課題の説明 –
以下のデータのうち、文字列「result」を含む行をすべて選び出し、書き写してください。

提供データ –
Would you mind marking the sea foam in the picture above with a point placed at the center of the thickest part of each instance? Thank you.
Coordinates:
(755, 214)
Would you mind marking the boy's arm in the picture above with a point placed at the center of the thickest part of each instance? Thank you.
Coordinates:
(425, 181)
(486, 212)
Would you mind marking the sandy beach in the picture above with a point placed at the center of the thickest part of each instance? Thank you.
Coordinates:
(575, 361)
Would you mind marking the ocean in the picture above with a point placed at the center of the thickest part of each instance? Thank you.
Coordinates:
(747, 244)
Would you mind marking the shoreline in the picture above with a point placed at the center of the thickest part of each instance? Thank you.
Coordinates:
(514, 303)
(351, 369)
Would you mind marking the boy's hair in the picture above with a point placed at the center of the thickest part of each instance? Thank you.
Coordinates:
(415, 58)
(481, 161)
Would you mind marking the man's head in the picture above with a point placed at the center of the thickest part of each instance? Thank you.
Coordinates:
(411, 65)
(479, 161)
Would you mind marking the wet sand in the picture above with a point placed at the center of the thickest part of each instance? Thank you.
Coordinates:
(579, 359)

==

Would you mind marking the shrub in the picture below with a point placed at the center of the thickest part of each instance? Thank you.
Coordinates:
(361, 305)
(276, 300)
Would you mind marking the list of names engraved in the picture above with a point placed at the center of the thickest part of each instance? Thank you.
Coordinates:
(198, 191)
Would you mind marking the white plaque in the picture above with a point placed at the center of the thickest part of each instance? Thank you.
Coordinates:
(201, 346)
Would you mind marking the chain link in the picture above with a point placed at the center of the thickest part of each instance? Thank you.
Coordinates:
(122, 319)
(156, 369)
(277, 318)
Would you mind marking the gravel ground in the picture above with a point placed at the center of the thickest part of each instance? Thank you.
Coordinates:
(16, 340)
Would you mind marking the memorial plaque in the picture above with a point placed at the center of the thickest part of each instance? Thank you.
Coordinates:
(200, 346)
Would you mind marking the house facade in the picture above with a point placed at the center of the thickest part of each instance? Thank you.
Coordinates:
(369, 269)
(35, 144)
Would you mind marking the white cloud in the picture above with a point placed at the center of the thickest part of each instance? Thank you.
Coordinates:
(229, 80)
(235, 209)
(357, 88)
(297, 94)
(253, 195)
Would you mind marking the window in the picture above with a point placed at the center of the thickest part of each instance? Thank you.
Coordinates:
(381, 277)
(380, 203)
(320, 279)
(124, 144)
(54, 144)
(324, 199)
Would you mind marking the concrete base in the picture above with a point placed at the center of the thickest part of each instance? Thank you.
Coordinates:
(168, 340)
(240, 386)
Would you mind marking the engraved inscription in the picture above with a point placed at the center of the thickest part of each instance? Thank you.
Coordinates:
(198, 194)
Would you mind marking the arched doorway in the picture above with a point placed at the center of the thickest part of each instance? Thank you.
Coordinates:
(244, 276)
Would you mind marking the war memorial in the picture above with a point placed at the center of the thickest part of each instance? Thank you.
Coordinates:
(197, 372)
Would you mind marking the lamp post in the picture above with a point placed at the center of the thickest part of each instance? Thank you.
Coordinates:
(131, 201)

--

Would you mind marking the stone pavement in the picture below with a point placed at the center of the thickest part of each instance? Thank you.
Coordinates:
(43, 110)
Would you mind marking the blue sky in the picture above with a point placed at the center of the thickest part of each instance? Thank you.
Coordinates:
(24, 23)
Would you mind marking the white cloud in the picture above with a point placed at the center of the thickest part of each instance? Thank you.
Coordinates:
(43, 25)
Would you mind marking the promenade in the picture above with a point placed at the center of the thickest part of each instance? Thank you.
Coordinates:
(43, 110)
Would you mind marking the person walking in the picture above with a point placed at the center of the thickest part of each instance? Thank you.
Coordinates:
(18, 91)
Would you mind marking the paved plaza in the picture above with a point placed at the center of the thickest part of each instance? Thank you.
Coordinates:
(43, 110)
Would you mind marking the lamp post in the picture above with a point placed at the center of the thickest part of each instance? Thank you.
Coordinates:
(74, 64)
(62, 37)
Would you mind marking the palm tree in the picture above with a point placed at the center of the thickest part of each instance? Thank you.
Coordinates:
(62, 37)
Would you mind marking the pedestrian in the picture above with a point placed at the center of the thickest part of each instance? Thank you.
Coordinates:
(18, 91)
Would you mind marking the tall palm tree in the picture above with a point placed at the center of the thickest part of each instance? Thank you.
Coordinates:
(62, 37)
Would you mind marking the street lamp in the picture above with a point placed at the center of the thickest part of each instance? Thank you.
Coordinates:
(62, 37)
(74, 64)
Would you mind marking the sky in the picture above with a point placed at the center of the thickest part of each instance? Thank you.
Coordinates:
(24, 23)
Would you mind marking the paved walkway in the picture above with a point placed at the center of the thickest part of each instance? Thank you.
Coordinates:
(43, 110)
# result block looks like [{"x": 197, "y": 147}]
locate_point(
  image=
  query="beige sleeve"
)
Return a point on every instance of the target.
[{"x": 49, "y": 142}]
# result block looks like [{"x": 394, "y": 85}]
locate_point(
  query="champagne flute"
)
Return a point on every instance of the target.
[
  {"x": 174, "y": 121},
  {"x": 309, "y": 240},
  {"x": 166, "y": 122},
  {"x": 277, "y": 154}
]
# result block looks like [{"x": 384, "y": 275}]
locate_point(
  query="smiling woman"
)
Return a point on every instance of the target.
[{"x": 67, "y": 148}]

想定される解答 –
# result block looks like [{"x": 197, "y": 147}]
# result block looks like [{"x": 394, "y": 85}]
# result block looks like [{"x": 384, "y": 275}]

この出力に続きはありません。